__Фрагмент документа__:

К этой ситуации приходилось как-то приспосабливаться – и психологически, и чисто практически. Повседневная жизнь была тяжелой, часто отвратительной. Но винить в этом правительство становилось с каждым днем все более рискованным шагом. Характерна в этом смысле запись Чуковского, сделанная им в 1927 году после прогулки с Зощенко: «Он очень бранил современность, но потом мы оба пришли к заключению, что с русским человеком иначе нельзя, что ничего лучшего мы и придумать не можем и что виноваты во всем не коммунисты, а те русские человечки, которых они хотят переделать».
* * *Зощенко довольно рано начали сравнивать с Гоголем, и сам он внимательно изучил не только произведения, но и биографию Гоголя, находя в ней много общего со своей писательской жизнью: то же непонимание со стороны критики и читателей, желавших всего лишь «хорошо посмеяться»; те же затруднения с цензурой; то же стремление с помощью сатиры «исправить нравы» общества. Как известно, и Гоголь, и Зощенко кончили свою жизнь в тяжелой депрессии. Но в обыденной жизни между Гоголем и Зощенко было мало общего, поскольку совершенно другой стала сама эта жизнь. Зощенко не мог, подобно Гоголю, убежать в Италию из опротивевшей ему России. Оставшись лицом к лицу со своим героем, современным «маленьким человеком», ставшим неожиданно для интеллектуалов хозяином новой жизни, Зощенко всматривался в него все пристальней, и это постепенно привело к трагическому сокращению дистанции между писателем и его персонажем. Как свидетельствовал о Зощенко Каверин, «…его в особенности интересовали люди ничтожные, незаметные, с душевным надломом… Да и в жизни он склонен был встречаться с людьми средними, глуповатыми, обыкновенными…»
Интересно проследить этот процесс по частным письмам Зощенко, которые с течением времени стали все больше напоминать фрагменты из его стилизованно-примитивных произведений. То же происходило и в общении: Зощенко стал говорить коротким и корявым языком своих героев. Сам Зощенко подтверждал, что сознательно стилизовал не только свой литературный стиль, но и рисунок своего бытового поведения: «Я родился в интеллигентной семье. Я не был, в сущности, новым человеком и новым писателем. И некоторая моя новизна в литературе была целиком моим изобретением… язык, который я взял и который, на первых порах, казался критике смешным и нарочно исковерканным, был, в сущности, чрезвычайно простым и естественным».

__Строки данных__:
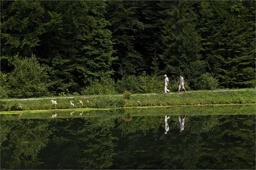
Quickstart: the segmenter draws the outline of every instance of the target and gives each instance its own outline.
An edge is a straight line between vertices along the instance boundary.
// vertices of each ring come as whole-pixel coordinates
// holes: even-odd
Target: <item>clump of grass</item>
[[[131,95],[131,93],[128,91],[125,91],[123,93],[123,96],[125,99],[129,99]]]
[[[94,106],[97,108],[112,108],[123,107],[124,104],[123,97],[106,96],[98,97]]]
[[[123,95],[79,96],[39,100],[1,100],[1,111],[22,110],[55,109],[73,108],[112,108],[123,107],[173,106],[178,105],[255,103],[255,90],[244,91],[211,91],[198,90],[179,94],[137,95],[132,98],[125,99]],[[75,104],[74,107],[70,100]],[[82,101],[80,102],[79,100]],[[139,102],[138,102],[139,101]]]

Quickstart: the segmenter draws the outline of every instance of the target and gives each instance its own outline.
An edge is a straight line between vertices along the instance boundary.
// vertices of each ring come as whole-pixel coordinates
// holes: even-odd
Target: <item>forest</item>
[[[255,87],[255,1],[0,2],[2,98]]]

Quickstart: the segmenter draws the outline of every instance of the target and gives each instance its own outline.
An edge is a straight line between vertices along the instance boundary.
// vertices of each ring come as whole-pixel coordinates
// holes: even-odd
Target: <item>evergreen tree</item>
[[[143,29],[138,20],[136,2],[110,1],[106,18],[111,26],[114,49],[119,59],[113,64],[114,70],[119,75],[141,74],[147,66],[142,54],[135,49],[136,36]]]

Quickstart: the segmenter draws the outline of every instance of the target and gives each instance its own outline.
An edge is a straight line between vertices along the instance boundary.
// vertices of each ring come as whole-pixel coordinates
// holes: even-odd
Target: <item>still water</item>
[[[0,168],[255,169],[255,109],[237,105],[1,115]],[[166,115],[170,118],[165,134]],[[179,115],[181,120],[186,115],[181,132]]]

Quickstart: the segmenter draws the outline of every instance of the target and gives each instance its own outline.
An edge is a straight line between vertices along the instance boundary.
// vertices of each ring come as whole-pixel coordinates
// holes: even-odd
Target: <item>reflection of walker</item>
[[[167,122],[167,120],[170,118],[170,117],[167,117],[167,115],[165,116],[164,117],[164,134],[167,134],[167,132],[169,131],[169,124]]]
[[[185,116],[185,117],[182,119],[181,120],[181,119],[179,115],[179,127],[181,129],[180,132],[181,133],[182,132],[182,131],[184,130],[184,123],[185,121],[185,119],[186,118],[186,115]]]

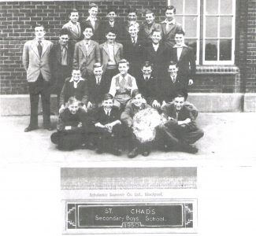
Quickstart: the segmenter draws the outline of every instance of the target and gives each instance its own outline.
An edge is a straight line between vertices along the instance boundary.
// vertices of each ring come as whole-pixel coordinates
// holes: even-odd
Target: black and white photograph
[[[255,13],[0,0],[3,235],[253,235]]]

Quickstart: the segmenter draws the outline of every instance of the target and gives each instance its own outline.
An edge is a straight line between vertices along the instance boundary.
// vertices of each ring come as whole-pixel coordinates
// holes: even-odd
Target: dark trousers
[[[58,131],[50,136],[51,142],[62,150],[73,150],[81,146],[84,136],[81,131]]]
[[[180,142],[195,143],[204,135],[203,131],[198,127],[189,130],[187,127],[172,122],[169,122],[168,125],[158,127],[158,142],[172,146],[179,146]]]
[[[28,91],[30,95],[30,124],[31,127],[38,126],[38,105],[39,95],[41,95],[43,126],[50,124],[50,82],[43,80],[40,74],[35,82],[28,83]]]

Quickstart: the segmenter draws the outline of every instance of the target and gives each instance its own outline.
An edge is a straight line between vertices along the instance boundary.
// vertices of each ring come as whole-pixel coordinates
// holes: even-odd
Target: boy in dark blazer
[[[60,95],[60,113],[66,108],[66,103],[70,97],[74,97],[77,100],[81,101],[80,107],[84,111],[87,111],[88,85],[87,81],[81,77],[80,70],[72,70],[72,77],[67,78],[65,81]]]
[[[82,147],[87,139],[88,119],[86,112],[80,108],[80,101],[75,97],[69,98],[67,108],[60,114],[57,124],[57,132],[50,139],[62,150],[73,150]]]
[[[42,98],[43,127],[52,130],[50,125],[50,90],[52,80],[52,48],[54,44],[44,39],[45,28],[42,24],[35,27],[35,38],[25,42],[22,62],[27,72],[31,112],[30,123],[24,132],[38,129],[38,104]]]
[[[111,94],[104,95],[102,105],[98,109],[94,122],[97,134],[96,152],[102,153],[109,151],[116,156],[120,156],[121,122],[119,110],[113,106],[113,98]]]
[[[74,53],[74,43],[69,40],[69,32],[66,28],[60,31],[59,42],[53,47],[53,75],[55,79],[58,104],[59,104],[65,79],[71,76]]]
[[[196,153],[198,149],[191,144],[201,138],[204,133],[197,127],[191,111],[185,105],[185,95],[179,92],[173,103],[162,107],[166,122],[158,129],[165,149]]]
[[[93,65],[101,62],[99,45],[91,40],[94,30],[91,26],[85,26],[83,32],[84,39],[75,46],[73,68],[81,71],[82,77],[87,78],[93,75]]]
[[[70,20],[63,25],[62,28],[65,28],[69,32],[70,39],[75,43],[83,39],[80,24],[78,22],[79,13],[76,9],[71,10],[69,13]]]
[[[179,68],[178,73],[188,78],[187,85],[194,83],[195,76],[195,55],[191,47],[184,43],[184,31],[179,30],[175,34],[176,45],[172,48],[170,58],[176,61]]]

__Условия задания__:
1. Почему, согласно тексту о Зощенко, в обыденной жизни у Гоголя и Зощенко было мало общего? Ответьте в одном–трех предложениях.
2. Напишите продолжение текста о Зощенко, начав сразу после его последнего предложения.

__Полученные ответы__:
1. Потому что совершенно другой стала сама эта жизнь. Зощенко не мог, подобно Гоголю, убежать в Италию из опротивевшей ему России.

2.
Этот выбор примитивного языка «низов» в качестве «простого и естественного» был шагом огромной важности для Зощенко, да и не только для него одного. Вокруг Зощенко многие петербургские интеллектуалы начали стилизовать свою повседневную речь под этот ломаный канцелярит, который получил название «зощенковского». Среди них был и молодой Шостакович. Подобная бытовая мимикрия была актом психологическим, эстетическим и политическим.
Психологически она облегчала повседневное существование на фоне чуждой и даже иногда враждебной, но, увы, господствовавшей социальной среды. В то же время манипулирование этой бытовой маской являлось радикальным, почти подрывным вызовом во внешне приемлемой политической упаковке.
Эта органичная двойственность становится особенно ясной в отношении Зощенко и его последователей к петербургскому мифу. С одной стороны, их творчество и поведение можно было рассматривать как отчаянно нигилистскую атаку на этот миф, каким он сложился в предреволюционную эпоху, и это должно было бы вполне устраивать новый режим. С другой стороны, эта атака велась в столь открыто анархистской и абсурдистской манере, что это ставило под сомнение серьезность намерений молодых, «новых нигилистов» и дискредитировало стоящую за ними «революционную» идею. В итоге прочность мифа, который подвергался осмеянию в столь эксцентричной форме, только возрастала.
Литературная и бытовая маска, созданная Зощенко, была результатом виртуозной, мастерской работы, тщательной стилевой шлифовки. Шостакович понимал это очень хорошо. Всю свою жизнь он считал Зощенко великим писателем, мог декламировать его произведения наизусть страницами, искал возможности сотрудничества с ним, а после смерти Зощенко совершал паломничества к его могиле под Ленинградом. Сам Зощенко говорил, что понимание Шостаковичем его писаний «очень верно, даже безукоризненно верно. Его мнение мне всегда было дороже, чем мнение профессионального критика».
Интересно, что именно Зощенко принадлежит самая, пожалуй, проницательная из известных мне психологических характеристик Шостаковича: «…жесткий, едкий, чрезвычайно умный, пожалуй, сильный, деспотичный и не совсем добрый (хотя от ума добрый). <…> В нем – огромные противоречия. В нем – одно зачеркивает другое. Это – конфликт в высшей степени. Это – почти катастрофа…»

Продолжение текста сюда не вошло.